Required work =>
Copy the records again, from the line containing "Where can you see the black-faced" through the end of the records, requests included. Multiply each point coordinate in the answers by 0.2, rounding to whole numbers with halves going up, and give only those lines.

Input for this task =>
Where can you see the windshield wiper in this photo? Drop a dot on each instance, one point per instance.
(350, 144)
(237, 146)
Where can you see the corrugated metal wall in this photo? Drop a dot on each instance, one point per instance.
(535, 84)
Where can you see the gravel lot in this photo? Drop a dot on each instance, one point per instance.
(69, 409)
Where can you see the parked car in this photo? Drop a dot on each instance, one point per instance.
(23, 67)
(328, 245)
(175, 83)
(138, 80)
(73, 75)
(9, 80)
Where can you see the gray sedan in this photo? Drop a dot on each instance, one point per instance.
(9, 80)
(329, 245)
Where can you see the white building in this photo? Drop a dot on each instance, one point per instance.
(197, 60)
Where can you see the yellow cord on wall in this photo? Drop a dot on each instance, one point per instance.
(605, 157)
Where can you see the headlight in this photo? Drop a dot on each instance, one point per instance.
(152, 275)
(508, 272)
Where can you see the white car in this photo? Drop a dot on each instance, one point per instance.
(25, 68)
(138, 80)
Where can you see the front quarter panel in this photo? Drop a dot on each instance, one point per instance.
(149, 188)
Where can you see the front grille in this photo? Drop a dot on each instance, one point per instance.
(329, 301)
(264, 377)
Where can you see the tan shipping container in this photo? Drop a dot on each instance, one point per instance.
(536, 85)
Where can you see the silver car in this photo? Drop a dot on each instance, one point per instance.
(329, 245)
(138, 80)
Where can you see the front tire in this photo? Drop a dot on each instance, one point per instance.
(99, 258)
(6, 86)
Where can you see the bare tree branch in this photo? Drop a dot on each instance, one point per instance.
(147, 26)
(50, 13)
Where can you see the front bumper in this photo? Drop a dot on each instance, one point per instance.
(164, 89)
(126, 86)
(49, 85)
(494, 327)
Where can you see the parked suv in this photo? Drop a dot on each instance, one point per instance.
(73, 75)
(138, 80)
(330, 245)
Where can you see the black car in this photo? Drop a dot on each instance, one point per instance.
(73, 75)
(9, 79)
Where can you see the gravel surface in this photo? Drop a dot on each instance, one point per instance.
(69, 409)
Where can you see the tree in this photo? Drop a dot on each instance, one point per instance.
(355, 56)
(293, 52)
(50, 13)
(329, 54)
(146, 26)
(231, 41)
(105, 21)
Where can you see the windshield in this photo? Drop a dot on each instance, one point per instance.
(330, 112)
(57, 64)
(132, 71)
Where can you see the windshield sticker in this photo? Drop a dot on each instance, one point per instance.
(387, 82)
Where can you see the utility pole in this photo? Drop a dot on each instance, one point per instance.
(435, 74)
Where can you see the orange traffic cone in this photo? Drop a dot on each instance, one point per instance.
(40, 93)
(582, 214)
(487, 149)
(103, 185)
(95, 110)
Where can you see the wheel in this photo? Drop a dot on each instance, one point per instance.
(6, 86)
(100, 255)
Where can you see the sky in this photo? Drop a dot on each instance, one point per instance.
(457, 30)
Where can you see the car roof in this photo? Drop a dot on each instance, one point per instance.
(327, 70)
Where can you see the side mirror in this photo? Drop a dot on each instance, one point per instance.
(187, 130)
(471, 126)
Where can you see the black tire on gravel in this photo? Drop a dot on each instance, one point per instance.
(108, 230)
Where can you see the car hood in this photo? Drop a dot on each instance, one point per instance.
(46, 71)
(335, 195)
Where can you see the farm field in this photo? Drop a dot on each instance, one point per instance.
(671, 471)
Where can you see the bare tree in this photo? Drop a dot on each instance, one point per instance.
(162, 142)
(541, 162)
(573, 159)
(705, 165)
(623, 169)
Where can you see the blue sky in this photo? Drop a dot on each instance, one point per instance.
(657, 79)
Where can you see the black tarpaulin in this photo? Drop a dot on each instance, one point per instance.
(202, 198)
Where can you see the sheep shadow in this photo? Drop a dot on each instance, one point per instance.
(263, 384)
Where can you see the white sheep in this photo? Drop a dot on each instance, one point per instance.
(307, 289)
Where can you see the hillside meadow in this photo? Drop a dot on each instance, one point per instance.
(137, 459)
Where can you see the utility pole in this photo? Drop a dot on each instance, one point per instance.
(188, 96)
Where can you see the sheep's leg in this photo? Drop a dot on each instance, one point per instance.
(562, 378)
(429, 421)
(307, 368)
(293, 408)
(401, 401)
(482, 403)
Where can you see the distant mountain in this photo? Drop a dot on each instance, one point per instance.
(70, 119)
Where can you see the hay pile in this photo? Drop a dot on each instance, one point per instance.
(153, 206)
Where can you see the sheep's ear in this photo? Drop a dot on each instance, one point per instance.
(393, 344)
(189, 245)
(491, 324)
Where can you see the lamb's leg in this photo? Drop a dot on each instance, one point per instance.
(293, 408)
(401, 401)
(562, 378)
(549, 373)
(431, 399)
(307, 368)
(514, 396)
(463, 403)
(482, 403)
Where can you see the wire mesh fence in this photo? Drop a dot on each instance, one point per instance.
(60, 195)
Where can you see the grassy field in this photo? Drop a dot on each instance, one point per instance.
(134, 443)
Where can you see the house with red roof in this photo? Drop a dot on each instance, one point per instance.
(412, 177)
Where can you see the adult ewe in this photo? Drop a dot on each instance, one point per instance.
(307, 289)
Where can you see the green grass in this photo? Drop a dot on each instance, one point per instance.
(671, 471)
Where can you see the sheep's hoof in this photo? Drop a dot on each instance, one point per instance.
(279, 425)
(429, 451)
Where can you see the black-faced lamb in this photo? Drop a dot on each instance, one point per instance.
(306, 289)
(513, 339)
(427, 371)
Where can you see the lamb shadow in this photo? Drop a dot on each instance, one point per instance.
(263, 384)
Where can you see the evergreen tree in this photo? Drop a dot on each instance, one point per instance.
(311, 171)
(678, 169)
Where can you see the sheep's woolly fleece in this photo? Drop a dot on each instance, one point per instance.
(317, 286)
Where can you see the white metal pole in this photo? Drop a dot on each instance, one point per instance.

The answer =>
Where can you see the black-faced lamb in this photo? Drop a dot on each instance, one point per instance.
(61, 58)
(103, 68)
(85, 74)
Where can you see the lamb shadow in this photo? Drop a dot on each instance, one point per instance.
(53, 77)
Where can you see the evergreen tree in this photo? Drop a dot on each instance, one point per instance.
(62, 34)
(136, 34)
Where can you see the sheep's woolly fleece in this photo? Drop a dot on each instance, one point per instance.
(63, 57)
Where can you see the white metal pole in this photo? Drop a dot on each instance, one point per instance.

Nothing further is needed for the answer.